- _Extrait fourni_:
################

Portrait d'artiste : Anna Halprin, pionnière de la danse post-moderne

        Le 24 mai 2021, la chorégraphe centenaire Anna Halprin s'éteignait dans sa maison en Californie. Le lendemain, je commémorais sa mort et lui rendais hommage par la danse, en la remerciant d'être devenue un de mes modèles de vie. 

       J'ai découvert Anna Halprin quelques années plus tôt grâce à son film autobiographique Le Souffle de la Danse. J'ai été bouleversé par son travail chorégraphique, son humanité, son grain de folie, mais surtout sa vie, qui à mes yeux est la définition même du bonheur. Je souhaite partager, au moyen de cet article, la philosophie et l'histoire de cette chorégraphe post-moderne trop méconnue en France ; dont le travail chorégraphique se distingue par son innovation, son inclusivité et sa liberté. 

 

 

La danse comme mode de vie

          Anna Halprin est née en 1920 dans l'Illinois, dans une famille juive, sous le nom de Ann Schuman. Elle suit des cours de danse classique dès l'âge de 4 ou 5 ans, mais n'y trouve pas sa place. Sa mère découvre finalement la danse d'Isadora Duncan et intègre sa fille à des cours de danse libre, qui développe sa créativité. Toute petite, elle est régulièrement témoin des danses de son grand-père, très religieux, lorsqu'il priait et communiait. Selon Anna, son grand-père et ces danses rituelles l'ont accompagnée toute sa vie dans sa recherche d'une danse qui ferait sens, corps et âme, pour elle. Adolescente, elle découvre les précepteurs de la danse moderne comme Martha Graham ou Doris Humphrey. Elle entre ensuite dans la section danse de l'université du Wisconsin. En 1939, à l'âge de 19 ans, elle rencontre Lawrence Halprin, grand architecte du mouvement landscape, et se marie avec un an après. C'est le grand amour de sa vie. C'est grâce à lui qu'Anna rencontre et fréquente des artistes de la « New Bauhaus de Chicago » tels que Walter Gropius ou László Moholy-Nagy, exilée d'Allemagne depuis 1933 par les nazis. Avec eux, elle découvre la notion de pluridisciplinarité au sein d'une même œuvre, ainsi que la notion d’inclusion, qu'elle va intégrer et développer pleinement au cours de sa carrière chorégraphique.

################

(Éléments recensés dans un jeu de données)
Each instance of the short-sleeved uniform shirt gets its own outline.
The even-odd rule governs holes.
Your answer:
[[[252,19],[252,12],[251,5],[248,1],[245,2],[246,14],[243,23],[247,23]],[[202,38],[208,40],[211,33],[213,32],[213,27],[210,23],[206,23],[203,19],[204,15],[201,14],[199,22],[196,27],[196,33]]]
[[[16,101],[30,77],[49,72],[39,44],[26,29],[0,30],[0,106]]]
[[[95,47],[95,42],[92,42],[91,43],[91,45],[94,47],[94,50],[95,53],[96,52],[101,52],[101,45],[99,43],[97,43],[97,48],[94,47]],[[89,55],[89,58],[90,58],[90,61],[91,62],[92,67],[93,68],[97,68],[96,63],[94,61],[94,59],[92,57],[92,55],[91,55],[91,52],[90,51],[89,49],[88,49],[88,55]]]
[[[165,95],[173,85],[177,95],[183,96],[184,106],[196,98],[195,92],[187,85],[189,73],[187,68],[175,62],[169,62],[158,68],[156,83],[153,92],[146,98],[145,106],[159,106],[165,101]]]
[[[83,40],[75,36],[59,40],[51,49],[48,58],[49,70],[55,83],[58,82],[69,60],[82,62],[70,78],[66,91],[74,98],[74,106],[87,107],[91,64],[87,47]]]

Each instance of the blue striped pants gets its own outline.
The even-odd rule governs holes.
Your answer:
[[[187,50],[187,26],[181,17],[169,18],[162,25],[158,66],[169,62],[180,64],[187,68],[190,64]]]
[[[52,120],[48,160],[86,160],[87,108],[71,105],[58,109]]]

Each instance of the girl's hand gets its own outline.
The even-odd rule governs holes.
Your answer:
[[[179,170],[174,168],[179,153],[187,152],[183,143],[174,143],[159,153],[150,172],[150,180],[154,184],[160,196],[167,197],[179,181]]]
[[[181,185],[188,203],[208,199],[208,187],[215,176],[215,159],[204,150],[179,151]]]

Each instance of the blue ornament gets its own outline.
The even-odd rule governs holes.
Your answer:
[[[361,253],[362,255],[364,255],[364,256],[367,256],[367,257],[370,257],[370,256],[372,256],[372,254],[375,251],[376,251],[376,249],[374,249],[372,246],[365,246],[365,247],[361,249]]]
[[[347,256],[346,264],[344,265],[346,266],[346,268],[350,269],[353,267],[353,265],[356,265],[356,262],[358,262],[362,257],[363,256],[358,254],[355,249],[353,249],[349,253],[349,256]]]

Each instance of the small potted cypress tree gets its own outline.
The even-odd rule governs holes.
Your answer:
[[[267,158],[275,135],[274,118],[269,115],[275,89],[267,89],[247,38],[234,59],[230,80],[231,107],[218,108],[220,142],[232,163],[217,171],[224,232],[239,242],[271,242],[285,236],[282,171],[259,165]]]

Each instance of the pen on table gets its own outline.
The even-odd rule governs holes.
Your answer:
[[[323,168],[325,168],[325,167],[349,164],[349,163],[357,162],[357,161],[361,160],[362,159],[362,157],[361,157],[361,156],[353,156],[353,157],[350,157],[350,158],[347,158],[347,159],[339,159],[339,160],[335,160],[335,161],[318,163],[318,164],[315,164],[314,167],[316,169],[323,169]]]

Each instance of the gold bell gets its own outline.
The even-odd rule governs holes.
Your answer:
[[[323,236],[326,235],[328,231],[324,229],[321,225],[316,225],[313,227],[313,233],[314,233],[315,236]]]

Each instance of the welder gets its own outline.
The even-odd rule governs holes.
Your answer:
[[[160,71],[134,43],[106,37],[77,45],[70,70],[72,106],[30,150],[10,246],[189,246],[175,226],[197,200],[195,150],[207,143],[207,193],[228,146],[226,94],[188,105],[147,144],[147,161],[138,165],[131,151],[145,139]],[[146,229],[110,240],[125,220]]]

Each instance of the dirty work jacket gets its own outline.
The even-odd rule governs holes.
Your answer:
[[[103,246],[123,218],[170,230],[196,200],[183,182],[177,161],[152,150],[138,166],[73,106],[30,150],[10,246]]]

################

- _Consigne_: D'après l'extrait consacré à Anna Halprin, sous quel nom la chorégraphe est-elle née ? Ce matériel forme un ensemble distinct, sans lien avec l'extrait.

- _Réponse attendue_: Elle est née sous le nom de Ann Schuman.